» **What you will do**
Count the lines in the items below that contain the word "equipment", and give only that number.

++++++++

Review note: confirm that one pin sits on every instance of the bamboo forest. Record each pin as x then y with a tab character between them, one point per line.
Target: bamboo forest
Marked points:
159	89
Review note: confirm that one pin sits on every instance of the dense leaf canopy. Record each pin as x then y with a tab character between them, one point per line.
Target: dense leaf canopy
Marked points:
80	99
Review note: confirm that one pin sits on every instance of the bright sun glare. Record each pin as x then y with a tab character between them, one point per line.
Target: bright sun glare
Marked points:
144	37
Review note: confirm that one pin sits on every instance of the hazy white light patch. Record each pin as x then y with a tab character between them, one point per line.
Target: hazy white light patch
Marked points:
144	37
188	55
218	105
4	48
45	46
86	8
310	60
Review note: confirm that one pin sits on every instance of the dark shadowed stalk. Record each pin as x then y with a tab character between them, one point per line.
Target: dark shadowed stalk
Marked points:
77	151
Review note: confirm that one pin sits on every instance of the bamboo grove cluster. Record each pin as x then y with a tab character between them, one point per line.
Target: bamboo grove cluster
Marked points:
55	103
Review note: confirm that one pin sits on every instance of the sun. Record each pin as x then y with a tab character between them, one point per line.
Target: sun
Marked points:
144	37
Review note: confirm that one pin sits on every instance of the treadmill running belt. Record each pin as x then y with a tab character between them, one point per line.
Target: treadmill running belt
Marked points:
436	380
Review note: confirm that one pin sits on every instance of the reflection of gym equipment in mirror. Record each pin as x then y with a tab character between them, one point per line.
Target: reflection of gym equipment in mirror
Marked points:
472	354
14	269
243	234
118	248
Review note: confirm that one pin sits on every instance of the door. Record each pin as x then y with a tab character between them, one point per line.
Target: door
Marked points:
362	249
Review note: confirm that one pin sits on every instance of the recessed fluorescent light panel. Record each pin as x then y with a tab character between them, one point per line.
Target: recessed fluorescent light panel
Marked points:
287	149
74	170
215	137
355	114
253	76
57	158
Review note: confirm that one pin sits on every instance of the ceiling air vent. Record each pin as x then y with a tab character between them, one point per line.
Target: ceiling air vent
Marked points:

++++++++

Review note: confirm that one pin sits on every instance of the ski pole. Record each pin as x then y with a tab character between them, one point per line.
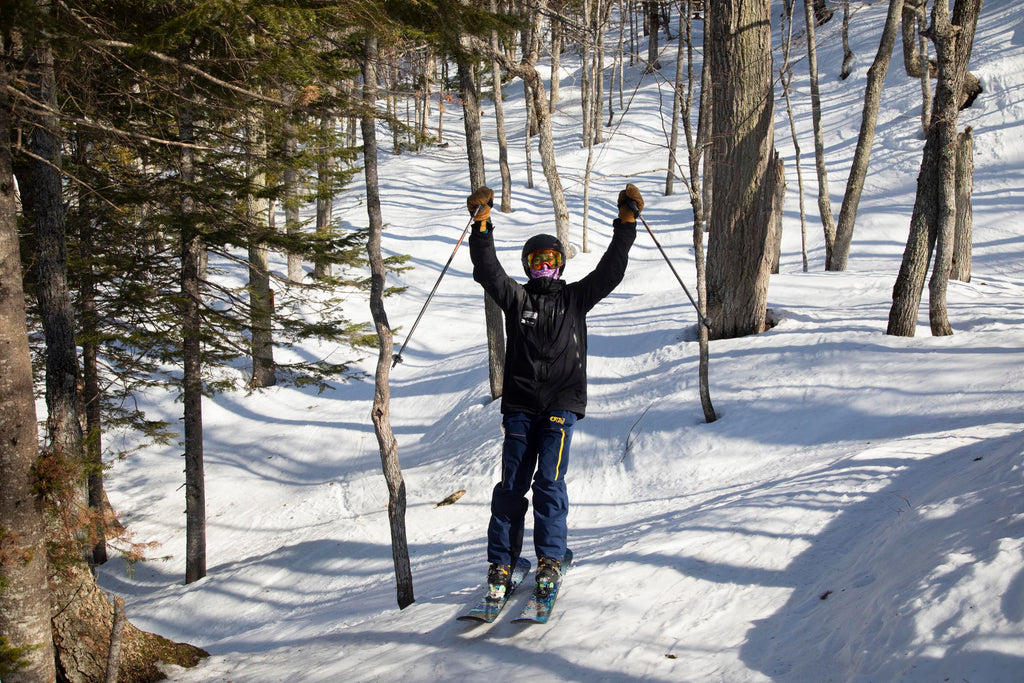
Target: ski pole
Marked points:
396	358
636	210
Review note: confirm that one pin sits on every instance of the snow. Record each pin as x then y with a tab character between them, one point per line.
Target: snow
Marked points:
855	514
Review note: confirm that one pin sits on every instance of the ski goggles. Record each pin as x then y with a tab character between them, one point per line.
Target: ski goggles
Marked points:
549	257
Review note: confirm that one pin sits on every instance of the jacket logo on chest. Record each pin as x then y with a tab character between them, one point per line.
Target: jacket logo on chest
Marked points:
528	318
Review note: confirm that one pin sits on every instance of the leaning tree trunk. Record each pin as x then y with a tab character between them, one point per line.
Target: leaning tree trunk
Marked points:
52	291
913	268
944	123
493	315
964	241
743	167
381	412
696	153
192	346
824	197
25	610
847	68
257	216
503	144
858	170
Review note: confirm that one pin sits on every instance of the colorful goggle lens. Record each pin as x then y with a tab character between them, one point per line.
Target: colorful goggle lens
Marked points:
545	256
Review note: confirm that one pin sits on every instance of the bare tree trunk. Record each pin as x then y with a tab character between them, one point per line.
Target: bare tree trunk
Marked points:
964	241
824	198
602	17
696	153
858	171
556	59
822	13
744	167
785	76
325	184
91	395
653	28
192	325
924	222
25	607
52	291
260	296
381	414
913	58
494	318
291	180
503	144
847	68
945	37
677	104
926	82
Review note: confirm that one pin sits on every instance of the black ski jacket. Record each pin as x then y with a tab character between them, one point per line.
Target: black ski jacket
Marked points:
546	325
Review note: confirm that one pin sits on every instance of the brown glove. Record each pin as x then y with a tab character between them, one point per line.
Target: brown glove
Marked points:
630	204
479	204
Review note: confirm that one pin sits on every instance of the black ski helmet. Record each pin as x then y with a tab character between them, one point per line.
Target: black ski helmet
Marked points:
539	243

++++++++

» **Exercise output**
2